| Selected text |
Biggest racial gap in prison is among violent offenders – focusing on intervention instead of incarceration could change the numbers
- Written by Thaddeus L. Johnson, Assistant Professor of Criminal Justice and Criminology, Georgia State University
Racial disparities in state imprisonment rates dropped significantly during the first two decades of the 21st century.
That’s one of the main findings from a report[1] published by one of us in late 2022, along with Georgia State University colleague William Sabol[2], for the Council on Criminal Justice, nonpartisan think tank.
But that headline decline tells only half the story. The narrowing is significant – down some 40% in the 20 years to 2020 – but Black adults were still being imprisoned at 4.9 times the rate of white adults in 2020, compared with 8.2 times at the turn of the century.
Of equal concern to us, as Black Americans and scholars of[3] criminal justice[4], is where the largest gaps exist in imprisonment rates once you break down the data. With a steep decline in the drug imprisonment gap between Black and white Americans – from 15 to 1 in 2000 to just under 4 to 1 in 2019[5] – the biggest racial disparity now exists among people incarcerated for violent felony offenses. These violent offenses cover a range of criminal behavior from rape to robbery to murder.
The Council on Criminal Justice report[6] shows that states incarcerated Black adults for violent offenses at a rate over six times that of white adults by 2019, the most recent year for which offense-specific data is available.
Both victims and offenders
It has long been accepted that the racial disparity in incarceration rates for drug offenses is the result of bias in the system[7]. Black people do not use[8] or traffic[9] drugs more than their white counterparts. Rather, Black communities have borne the brunt of drug imprisonment because of discriminatory enforcement.
But this does not seem to be the case when it comes to felony violence. There is evidence to suggest that the relatively higher Black incarceration rates[10] for violent crimes, especially homicides, are due to an overrepresentation of violent offenders and victims[11] in Black communities.
The homicide rate for Black Americans (29.3 per 100,000) was about seven and a half times higher[12] than the white homicide rate (3.9 per 100,000) in 2020. Black Americans were also about twice as likely[13] to report receiving medical treatment for physical injuries sustained from an assault.
Most acts of violence involve a victim and offender of the same race[14]. According to the most recent data available, despite accounting for roughly 14% of the U.S. population[15], Black Americans comprise over half of the known homicide offenders[16] and more than a third of rape, robbery and aggravated assault offenders[17] identified by victims.
Structural racism and violent crime
The evidence suggests that Black Americans both commit and suffer the bulk of serious violent crimes.

| Entries supplied |
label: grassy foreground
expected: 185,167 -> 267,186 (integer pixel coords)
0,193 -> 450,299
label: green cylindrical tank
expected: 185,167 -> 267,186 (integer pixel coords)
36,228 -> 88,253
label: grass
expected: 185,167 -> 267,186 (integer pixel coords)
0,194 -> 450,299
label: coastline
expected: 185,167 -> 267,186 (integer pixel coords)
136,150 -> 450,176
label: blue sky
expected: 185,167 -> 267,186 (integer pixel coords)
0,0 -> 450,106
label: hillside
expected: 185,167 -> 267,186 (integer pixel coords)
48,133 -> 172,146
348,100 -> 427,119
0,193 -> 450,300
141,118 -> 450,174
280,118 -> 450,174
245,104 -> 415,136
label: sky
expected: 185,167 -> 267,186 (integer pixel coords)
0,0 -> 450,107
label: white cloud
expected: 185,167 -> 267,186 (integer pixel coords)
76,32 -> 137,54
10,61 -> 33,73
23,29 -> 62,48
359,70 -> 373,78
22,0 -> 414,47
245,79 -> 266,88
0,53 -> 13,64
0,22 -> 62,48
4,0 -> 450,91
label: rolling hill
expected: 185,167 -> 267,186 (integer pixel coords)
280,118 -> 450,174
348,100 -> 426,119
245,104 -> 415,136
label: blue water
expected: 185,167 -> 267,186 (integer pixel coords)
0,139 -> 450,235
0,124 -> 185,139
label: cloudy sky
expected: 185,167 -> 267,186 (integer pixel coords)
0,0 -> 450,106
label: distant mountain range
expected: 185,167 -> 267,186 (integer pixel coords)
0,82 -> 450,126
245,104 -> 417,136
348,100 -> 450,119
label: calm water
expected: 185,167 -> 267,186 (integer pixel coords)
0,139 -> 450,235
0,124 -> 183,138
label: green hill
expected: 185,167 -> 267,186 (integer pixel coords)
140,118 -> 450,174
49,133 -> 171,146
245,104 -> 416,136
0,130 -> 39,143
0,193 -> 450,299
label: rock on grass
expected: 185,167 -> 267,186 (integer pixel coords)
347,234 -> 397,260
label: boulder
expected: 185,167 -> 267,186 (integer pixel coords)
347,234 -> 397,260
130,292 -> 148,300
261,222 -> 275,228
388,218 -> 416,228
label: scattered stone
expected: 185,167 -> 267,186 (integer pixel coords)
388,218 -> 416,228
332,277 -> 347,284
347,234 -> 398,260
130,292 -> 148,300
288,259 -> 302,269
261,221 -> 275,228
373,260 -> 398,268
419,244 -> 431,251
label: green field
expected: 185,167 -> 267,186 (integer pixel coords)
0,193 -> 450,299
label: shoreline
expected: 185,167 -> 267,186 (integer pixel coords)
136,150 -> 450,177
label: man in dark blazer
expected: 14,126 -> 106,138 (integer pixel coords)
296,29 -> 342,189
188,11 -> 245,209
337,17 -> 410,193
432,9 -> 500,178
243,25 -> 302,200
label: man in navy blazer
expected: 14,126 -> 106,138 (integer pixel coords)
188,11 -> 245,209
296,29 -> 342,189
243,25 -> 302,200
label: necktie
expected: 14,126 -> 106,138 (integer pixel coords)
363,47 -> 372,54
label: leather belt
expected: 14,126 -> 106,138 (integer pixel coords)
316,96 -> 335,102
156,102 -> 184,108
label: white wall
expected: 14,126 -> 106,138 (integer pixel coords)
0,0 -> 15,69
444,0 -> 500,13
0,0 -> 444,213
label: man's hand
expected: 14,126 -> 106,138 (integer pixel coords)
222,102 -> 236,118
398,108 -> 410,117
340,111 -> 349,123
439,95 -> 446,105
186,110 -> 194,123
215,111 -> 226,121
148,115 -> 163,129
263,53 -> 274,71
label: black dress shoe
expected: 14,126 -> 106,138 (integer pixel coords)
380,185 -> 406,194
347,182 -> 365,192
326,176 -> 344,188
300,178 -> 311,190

---

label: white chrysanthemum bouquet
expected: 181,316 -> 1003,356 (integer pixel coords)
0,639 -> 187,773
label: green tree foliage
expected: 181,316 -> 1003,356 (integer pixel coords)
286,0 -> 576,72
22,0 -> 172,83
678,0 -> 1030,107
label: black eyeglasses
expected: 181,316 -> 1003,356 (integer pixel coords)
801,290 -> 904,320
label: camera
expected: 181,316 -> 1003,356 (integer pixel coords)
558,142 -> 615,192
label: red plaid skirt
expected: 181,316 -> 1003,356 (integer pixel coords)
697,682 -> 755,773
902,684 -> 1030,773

| Work instructions |
(1) Using the prison article, answer each question below on its own line, marked (a), (b) and (c).
(a) How many times the rate of white adults were Black adults imprisoned in 2020?
(b) What was the drug imprisonment gap between Black and white Americans in 2000?
(c) What was the homicide rate for Black Americans in 2020?
(2) For each statement below, say whether it agrees with the prison article. Answer yes or no, and quote the deciding words from the prison article.
(a) The report was published for the Council on Criminal Justice.
(b) Black people are imprisoned for drugs more often because they use drugs more than white people.
(c) Most acts of violence involve a victim and an offender of different races.

| Outputs in order |
(1)
(a) 4.9 times
(b) 15 to 1
(c) 29.3 per 100,000

(2)
(a) Yes: "for the Council on Criminal Justice, nonpartisan think tank"
(b) No: "Black communities have borne the brunt of drug imprisonment because of discriminatory enforcement."
(c) No: "Most acts of violence involve a victim and offender of the same race"